[Stored data entries]
=== Section Start ===
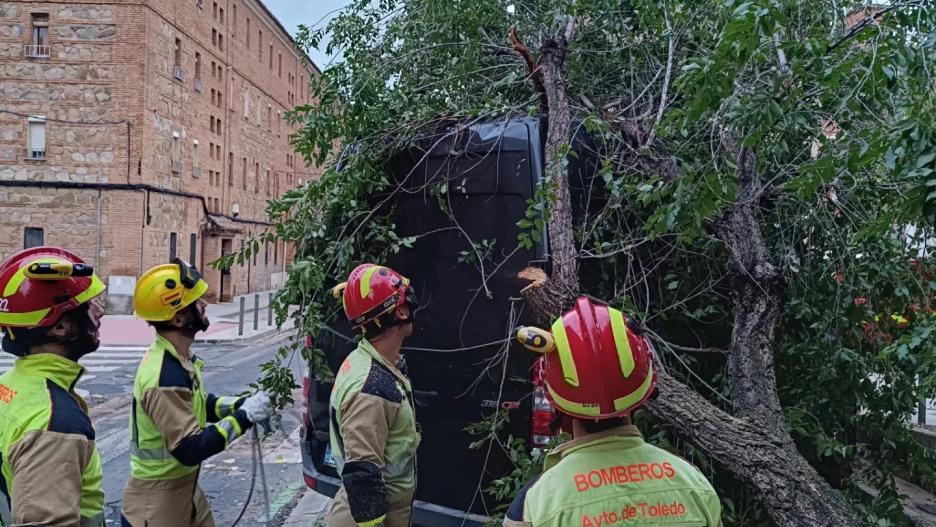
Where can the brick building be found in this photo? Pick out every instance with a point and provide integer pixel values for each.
(135, 130)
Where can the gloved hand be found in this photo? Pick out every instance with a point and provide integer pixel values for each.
(258, 407)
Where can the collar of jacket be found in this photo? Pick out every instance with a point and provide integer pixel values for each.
(188, 362)
(368, 349)
(58, 369)
(628, 435)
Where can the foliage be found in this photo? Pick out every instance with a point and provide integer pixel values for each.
(840, 118)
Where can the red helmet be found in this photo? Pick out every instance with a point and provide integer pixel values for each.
(597, 366)
(39, 285)
(373, 291)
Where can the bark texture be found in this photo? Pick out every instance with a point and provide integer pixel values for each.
(754, 444)
(791, 491)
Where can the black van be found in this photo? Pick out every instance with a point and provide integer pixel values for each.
(460, 359)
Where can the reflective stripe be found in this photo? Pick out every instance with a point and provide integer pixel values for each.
(149, 454)
(224, 406)
(6, 514)
(372, 523)
(20, 276)
(569, 373)
(31, 318)
(629, 401)
(365, 280)
(621, 342)
(94, 521)
(578, 408)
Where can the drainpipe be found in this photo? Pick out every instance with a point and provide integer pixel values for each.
(97, 260)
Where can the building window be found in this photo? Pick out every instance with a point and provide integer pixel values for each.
(257, 178)
(40, 38)
(33, 237)
(192, 239)
(35, 146)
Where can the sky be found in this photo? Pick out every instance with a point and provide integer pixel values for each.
(291, 13)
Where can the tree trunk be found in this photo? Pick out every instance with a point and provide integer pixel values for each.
(758, 298)
(789, 489)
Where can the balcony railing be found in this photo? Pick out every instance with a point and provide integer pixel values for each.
(38, 51)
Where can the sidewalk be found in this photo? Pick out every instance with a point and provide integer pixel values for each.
(127, 330)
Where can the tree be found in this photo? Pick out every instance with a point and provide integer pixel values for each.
(765, 192)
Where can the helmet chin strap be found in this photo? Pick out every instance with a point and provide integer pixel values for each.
(197, 323)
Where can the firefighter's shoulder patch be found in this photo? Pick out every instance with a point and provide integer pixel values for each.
(381, 383)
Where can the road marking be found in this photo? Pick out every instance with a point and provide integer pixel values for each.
(283, 498)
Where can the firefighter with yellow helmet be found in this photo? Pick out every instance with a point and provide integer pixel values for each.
(174, 423)
(50, 312)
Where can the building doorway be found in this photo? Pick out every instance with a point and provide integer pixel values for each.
(227, 293)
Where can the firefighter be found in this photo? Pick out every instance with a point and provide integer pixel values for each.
(598, 370)
(373, 423)
(174, 424)
(50, 312)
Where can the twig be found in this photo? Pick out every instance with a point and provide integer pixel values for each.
(867, 22)
(666, 80)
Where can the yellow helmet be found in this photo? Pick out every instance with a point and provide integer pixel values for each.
(167, 289)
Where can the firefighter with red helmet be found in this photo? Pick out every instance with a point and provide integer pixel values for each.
(598, 370)
(50, 312)
(373, 423)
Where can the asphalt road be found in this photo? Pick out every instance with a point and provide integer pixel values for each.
(226, 478)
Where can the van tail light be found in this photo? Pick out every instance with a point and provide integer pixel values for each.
(543, 415)
(306, 390)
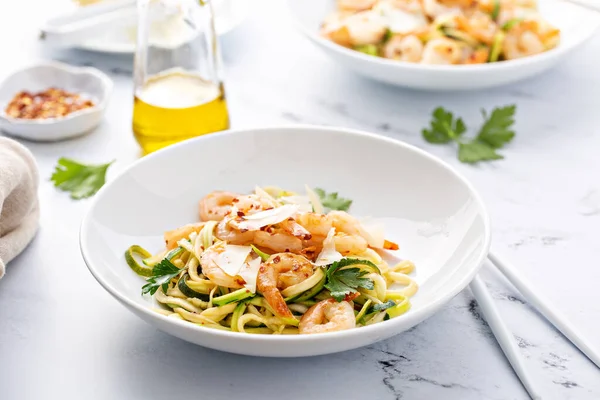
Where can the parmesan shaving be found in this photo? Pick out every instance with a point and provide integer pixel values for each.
(249, 274)
(303, 202)
(329, 254)
(315, 200)
(268, 217)
(233, 258)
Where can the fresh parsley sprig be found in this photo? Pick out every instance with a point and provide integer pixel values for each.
=== Section End ===
The problem: All entries above, minus the pictures, should be repeated exactly.

Exercise answer:
Where can the brick building be found in this photo? Pick out every instance with a point and provide integer pixel values for each.
(135, 130)
Where can the gloved hand be found in this photo? Pick out every instance with a point and provide integer pixel values for each.
(258, 407)
Where can the collar of jacket be found in this photo? Pick out every instance with a point and provide integer pixel values for each.
(188, 362)
(368, 349)
(58, 369)
(628, 435)
Where can the foliage be found in this photo? Pick out every instance with a point and provide integer pixel values for each.
(840, 118)
Where can the red helmet be found in this photo? Pick out every instance with a point and provide integer pixel values for each.
(597, 366)
(39, 285)
(373, 291)
Where can the bark texture be found in this photo? Pick out every instance with a point and provide integer pixel values for each.
(754, 444)
(791, 491)
Where can the black van be found in this photo? Pick out every instance with a point and provide integer pixel values for each.
(460, 359)
Where can the reflective stripe be found in this photo? Pick out every instance with a point and provide integer pixel values for each.
(149, 454)
(224, 406)
(6, 514)
(372, 523)
(20, 276)
(569, 373)
(31, 318)
(629, 401)
(365, 280)
(621, 342)
(94, 521)
(578, 408)
Where can the drainpipe be found in this photo? Pick out every instance with a point and provide integer pixel values for each.
(97, 260)
Where can the building window be found in this photo? Pick out every instance with a point and provide integer pixel values for each.
(257, 178)
(40, 38)
(33, 237)
(192, 239)
(35, 146)
Where can the sky be found in this photo? Pick out every instance with a point and provide integer pixel values for each.
(291, 13)
Where can the tree trunk be found in this photo? Pick out every instance with a point and provide integer pixel values for each.
(758, 298)
(789, 489)
Where can the balcony railing be found in this photo? Pick out every instance with a point and provide integer pixel values for each.
(38, 51)
Where can the sidewalk be found in this photo? Pick out every instance with a point and provide integer pixel values for each.
(127, 330)
Where can the tree be found in this photo? Pick out every instance with a point and provide integer pixel values for each.
(765, 192)
Where can the helmet chin strap be found in this photo? Pick out every instance with a point and provide integer pixel values for each.
(197, 323)
Where can the firefighter's shoulder patch be found in this photo? Pick out every instance with a point and provide integer pixel values for each.
(381, 383)
Where can the road marking be found in this photo? Pick out every instance with a point and provide integer pixel values for each.
(283, 498)
Where can the firefighter with yellow helmet be found in this photo? Pick out every instance with a point and provide integer pixel values for each.
(174, 423)
(50, 312)
Where can the building doorway be found in this photo? Pick out every instance with a point and provide integer pixel values for each.
(227, 293)
Where can the firefighter be found in this photo? Pick out every instance with a point and provide integer pixel values for each.
(598, 370)
(373, 423)
(174, 424)
(50, 312)
Where can the twig be found in this photo? Pick out every instance with a point and provide integer pixel values for each.
(867, 22)
(666, 80)
Where can the yellow helmet be found in this photo? Pick out every instance with a point and provide integer pixel values for each.
(167, 289)
Where can the firefighter with red helmet be found in this photo? Pick out every instance with a point and provide integer pixel values for each.
(598, 370)
(50, 312)
(373, 423)
Where can the asphalt road be found in this photo? Pick out every instance with a point and provide integer pixel values for each.
(226, 478)
Where can the van tail light be found in this photo? Pick out every instance with a point and provide integer pixel values for each.
(543, 415)
(306, 390)
Where can the parmesan shaving be found in this photo? Pick out every instance with a point and provide integer pixel values for each.
(249, 274)
(303, 202)
(329, 254)
(315, 200)
(268, 217)
(233, 258)
Where can the fresh parsley sprig be found in this photo? Pick out every instance with a point and provide integer pixel values for each.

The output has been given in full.